[Что сделать] Перепиши без изменений строки, начиная со строки, в которой есть «of the blue», и заканчивая строкой, в которой есть «[(363, 456), (634, 486)]», включая обе эти строки.

[Исходные данные]
▼▼▼
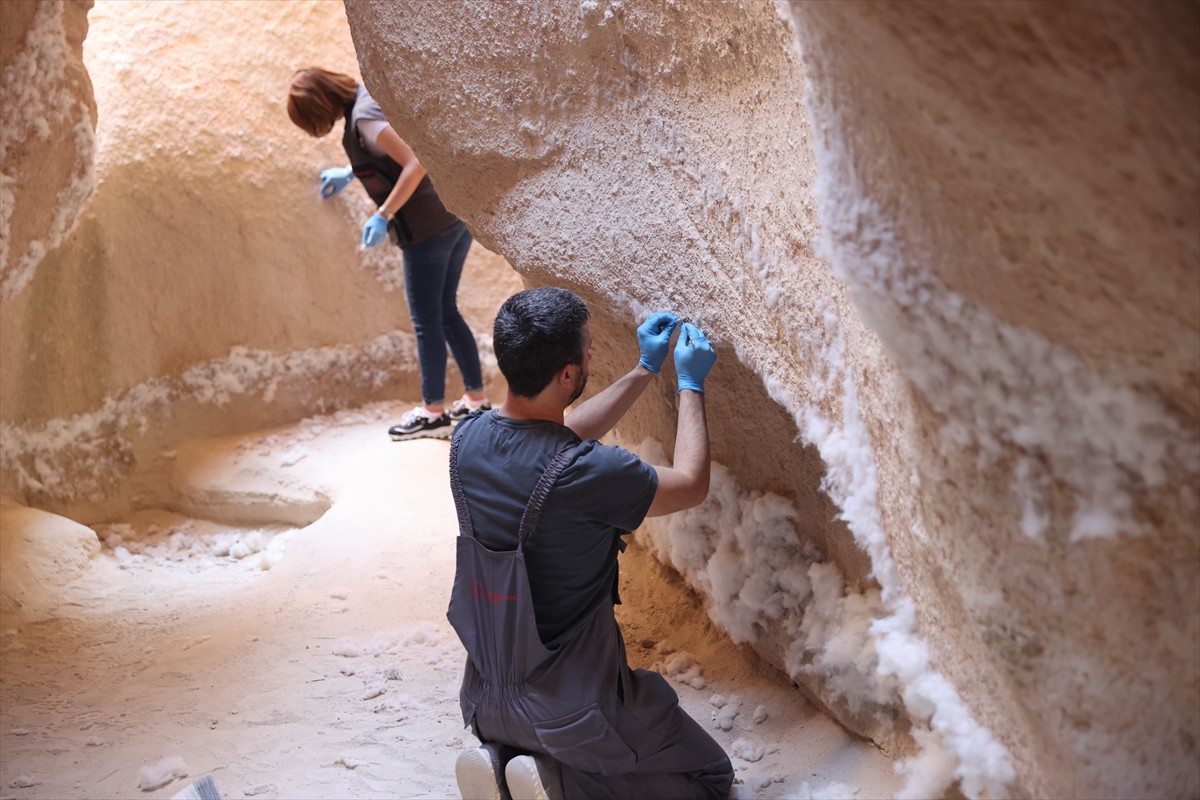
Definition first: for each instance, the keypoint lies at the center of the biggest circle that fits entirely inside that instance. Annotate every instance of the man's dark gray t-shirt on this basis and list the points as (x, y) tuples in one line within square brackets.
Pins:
▲▲▲
▼▼▼
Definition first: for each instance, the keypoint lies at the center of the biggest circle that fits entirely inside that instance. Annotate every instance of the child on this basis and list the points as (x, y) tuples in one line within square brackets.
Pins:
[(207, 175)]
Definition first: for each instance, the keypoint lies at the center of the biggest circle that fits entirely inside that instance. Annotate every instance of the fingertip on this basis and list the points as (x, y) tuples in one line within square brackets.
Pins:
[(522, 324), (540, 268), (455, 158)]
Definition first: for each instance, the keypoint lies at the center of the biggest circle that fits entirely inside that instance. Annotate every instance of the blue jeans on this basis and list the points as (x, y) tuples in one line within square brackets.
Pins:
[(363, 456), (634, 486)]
▲▲▲
[Результат]
Definition first: for each instance, the keypoint lies at the center of the biggest circle that fits entirely inside that instance. Annotate every instance of the blue jeans on this basis and list the points as (x, y) tuples in one line within square brackets.
Pins:
[(363, 456), (634, 486)]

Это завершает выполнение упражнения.